■ WHAT YOU SHOULD DO ■
Put the entries below, from the line containing "Given the image above, locate the dog's black" through the end of the entries, into a JSON list of strings with one string per line and blank lines left out. Leave the pictures out of the answer.

■ Data lines ■
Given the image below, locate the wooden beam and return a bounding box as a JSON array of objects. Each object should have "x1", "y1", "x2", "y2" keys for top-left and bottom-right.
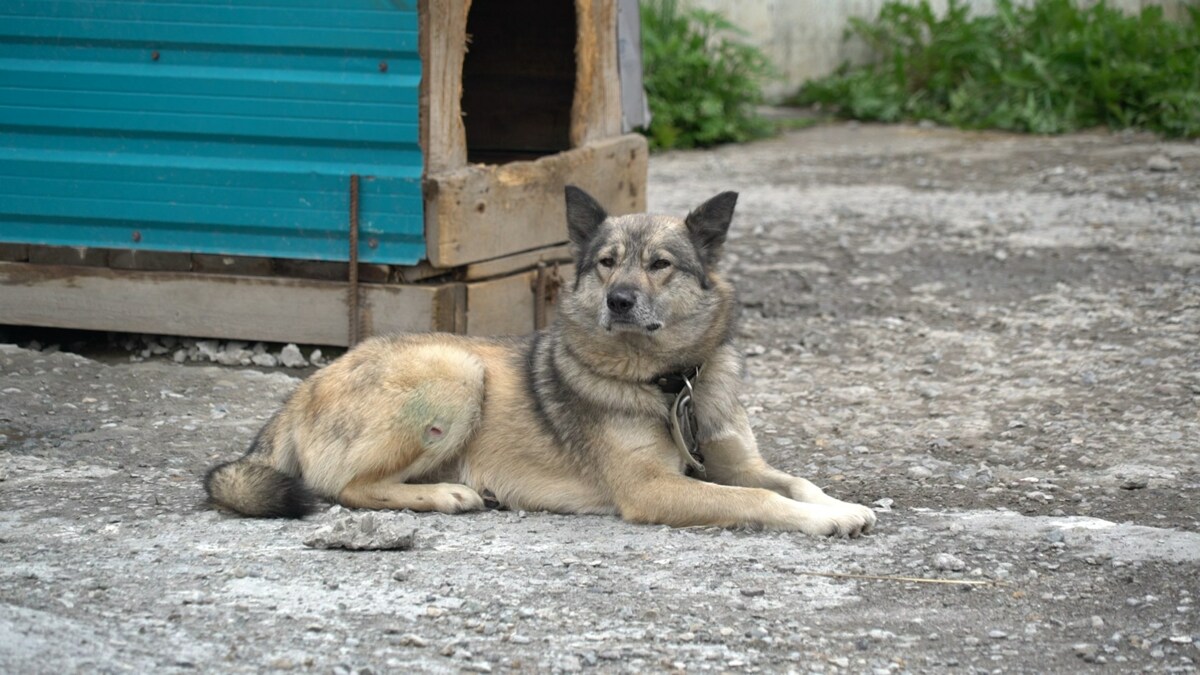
[
  {"x1": 462, "y1": 244, "x2": 571, "y2": 281},
  {"x1": 571, "y1": 0, "x2": 620, "y2": 148},
  {"x1": 425, "y1": 133, "x2": 648, "y2": 268},
  {"x1": 0, "y1": 262, "x2": 451, "y2": 346},
  {"x1": 418, "y1": 0, "x2": 470, "y2": 174}
]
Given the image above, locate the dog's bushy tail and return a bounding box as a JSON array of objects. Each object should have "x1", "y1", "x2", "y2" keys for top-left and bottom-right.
[{"x1": 204, "y1": 458, "x2": 317, "y2": 518}]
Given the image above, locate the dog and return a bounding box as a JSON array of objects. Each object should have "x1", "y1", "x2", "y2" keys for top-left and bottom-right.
[{"x1": 204, "y1": 186, "x2": 875, "y2": 537}]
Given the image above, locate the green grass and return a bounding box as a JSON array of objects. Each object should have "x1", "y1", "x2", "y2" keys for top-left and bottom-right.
[
  {"x1": 794, "y1": 0, "x2": 1200, "y2": 138},
  {"x1": 641, "y1": 0, "x2": 775, "y2": 149}
]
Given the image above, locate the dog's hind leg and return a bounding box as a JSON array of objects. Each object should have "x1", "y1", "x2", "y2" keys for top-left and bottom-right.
[
  {"x1": 337, "y1": 479, "x2": 484, "y2": 513},
  {"x1": 300, "y1": 344, "x2": 486, "y2": 513}
]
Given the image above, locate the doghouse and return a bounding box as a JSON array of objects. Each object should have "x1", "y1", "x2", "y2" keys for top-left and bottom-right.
[{"x1": 0, "y1": 0, "x2": 647, "y2": 345}]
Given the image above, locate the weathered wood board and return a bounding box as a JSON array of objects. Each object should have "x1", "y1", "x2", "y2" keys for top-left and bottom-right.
[
  {"x1": 0, "y1": 263, "x2": 463, "y2": 345},
  {"x1": 425, "y1": 133, "x2": 648, "y2": 267}
]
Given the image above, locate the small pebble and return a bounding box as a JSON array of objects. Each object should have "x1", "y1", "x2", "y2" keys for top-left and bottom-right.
[{"x1": 934, "y1": 554, "x2": 967, "y2": 572}]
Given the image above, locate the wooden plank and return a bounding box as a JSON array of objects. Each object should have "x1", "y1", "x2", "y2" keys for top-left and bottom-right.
[
  {"x1": 425, "y1": 133, "x2": 648, "y2": 268},
  {"x1": 108, "y1": 249, "x2": 192, "y2": 271},
  {"x1": 0, "y1": 263, "x2": 448, "y2": 346},
  {"x1": 192, "y1": 253, "x2": 274, "y2": 276},
  {"x1": 464, "y1": 264, "x2": 575, "y2": 335},
  {"x1": 0, "y1": 244, "x2": 29, "y2": 262},
  {"x1": 462, "y1": 244, "x2": 571, "y2": 281},
  {"x1": 571, "y1": 0, "x2": 620, "y2": 148},
  {"x1": 29, "y1": 246, "x2": 108, "y2": 267},
  {"x1": 271, "y1": 258, "x2": 391, "y2": 283},
  {"x1": 418, "y1": 0, "x2": 470, "y2": 174},
  {"x1": 467, "y1": 271, "x2": 538, "y2": 335}
]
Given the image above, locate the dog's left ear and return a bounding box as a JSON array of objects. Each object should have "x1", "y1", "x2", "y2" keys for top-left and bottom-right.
[
  {"x1": 684, "y1": 192, "x2": 738, "y2": 265},
  {"x1": 566, "y1": 185, "x2": 608, "y2": 251}
]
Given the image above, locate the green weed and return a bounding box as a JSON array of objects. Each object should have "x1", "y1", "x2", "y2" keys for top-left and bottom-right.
[
  {"x1": 796, "y1": 0, "x2": 1200, "y2": 137},
  {"x1": 641, "y1": 0, "x2": 774, "y2": 149}
]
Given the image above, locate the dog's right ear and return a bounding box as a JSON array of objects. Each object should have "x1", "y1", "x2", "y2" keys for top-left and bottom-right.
[{"x1": 566, "y1": 185, "x2": 608, "y2": 251}]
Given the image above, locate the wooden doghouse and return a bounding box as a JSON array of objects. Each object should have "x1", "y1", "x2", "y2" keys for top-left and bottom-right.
[{"x1": 0, "y1": 0, "x2": 647, "y2": 345}]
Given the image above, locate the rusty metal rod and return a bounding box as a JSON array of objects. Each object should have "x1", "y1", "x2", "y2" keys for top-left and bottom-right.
[{"x1": 347, "y1": 173, "x2": 361, "y2": 347}]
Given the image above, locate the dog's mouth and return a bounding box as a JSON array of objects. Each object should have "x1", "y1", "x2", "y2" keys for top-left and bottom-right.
[{"x1": 606, "y1": 318, "x2": 662, "y2": 335}]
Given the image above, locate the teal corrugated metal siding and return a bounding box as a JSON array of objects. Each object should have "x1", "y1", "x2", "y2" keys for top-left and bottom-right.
[{"x1": 0, "y1": 0, "x2": 425, "y2": 263}]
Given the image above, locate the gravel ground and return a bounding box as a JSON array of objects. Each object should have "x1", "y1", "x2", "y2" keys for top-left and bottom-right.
[{"x1": 0, "y1": 125, "x2": 1200, "y2": 674}]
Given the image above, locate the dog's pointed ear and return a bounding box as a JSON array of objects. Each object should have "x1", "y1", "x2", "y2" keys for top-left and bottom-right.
[
  {"x1": 684, "y1": 192, "x2": 738, "y2": 265},
  {"x1": 566, "y1": 185, "x2": 608, "y2": 251}
]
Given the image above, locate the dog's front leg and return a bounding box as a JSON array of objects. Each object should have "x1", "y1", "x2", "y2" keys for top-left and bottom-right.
[
  {"x1": 700, "y1": 396, "x2": 875, "y2": 531},
  {"x1": 605, "y1": 446, "x2": 869, "y2": 537}
]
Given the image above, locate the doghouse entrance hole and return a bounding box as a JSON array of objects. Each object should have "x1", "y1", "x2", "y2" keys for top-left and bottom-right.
[{"x1": 462, "y1": 0, "x2": 576, "y2": 163}]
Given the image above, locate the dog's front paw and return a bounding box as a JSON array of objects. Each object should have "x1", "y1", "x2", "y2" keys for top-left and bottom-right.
[
  {"x1": 433, "y1": 483, "x2": 484, "y2": 513},
  {"x1": 797, "y1": 502, "x2": 875, "y2": 537}
]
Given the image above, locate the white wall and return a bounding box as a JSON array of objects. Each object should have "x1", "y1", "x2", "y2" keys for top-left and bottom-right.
[{"x1": 683, "y1": 0, "x2": 1195, "y2": 101}]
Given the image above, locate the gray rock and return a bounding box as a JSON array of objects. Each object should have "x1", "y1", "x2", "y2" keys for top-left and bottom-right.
[
  {"x1": 1121, "y1": 476, "x2": 1150, "y2": 490},
  {"x1": 304, "y1": 510, "x2": 416, "y2": 551},
  {"x1": 934, "y1": 554, "x2": 967, "y2": 572},
  {"x1": 908, "y1": 466, "x2": 934, "y2": 480},
  {"x1": 250, "y1": 353, "x2": 280, "y2": 368},
  {"x1": 280, "y1": 344, "x2": 308, "y2": 368},
  {"x1": 1146, "y1": 155, "x2": 1180, "y2": 173},
  {"x1": 196, "y1": 340, "x2": 221, "y2": 362}
]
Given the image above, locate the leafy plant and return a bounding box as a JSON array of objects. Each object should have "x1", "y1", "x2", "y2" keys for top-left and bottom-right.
[
  {"x1": 794, "y1": 0, "x2": 1200, "y2": 137},
  {"x1": 641, "y1": 0, "x2": 774, "y2": 149}
]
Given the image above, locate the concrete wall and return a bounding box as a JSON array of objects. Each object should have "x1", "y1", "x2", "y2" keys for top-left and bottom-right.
[{"x1": 683, "y1": 0, "x2": 1195, "y2": 101}]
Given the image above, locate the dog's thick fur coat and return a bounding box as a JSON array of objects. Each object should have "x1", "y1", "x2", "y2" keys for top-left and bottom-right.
[{"x1": 204, "y1": 187, "x2": 875, "y2": 536}]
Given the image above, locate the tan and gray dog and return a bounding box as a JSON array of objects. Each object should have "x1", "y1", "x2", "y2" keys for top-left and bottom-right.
[{"x1": 204, "y1": 187, "x2": 875, "y2": 536}]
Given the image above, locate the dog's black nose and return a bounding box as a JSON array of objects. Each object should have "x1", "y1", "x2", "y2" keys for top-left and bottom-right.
[{"x1": 608, "y1": 288, "x2": 637, "y2": 315}]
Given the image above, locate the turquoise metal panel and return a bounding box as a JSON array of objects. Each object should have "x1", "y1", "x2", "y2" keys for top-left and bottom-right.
[{"x1": 0, "y1": 0, "x2": 425, "y2": 264}]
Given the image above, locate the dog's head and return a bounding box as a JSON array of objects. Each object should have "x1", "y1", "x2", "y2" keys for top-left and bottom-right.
[{"x1": 563, "y1": 186, "x2": 738, "y2": 347}]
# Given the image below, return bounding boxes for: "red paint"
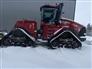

■ RESPONSE TO THIS TASK ■
[
  "Given the image above, locate the dog's black nose and return a bounding box as a JSON array of objects. Each object should have \"x1\", \"y1\", \"x2\", \"y2\" keys for top-left and bottom-right.",
  "[{\"x1\": 608, \"y1\": 288, \"x2\": 637, \"y2\": 315}]",
  "Given the image above, locate the turquoise metal panel and return a bounding box as a JSON array of objects. Each object should have \"x1\", \"y1\", \"x2\", \"y2\" keys for top-left and bottom-right.",
  "[{\"x1\": 0, \"y1\": 0, \"x2\": 425, \"y2\": 264}]",
  "Given the image above, locate the dog's head and return a bounding box as a JSON array of objects. Each object should have \"x1\", \"y1\", \"x2\", \"y2\" keys for top-left and bottom-right.",
  "[{\"x1\": 563, \"y1\": 186, \"x2\": 738, \"y2\": 347}]",
  "# Given the image below, return bounding boxes for: \"red paint\""
]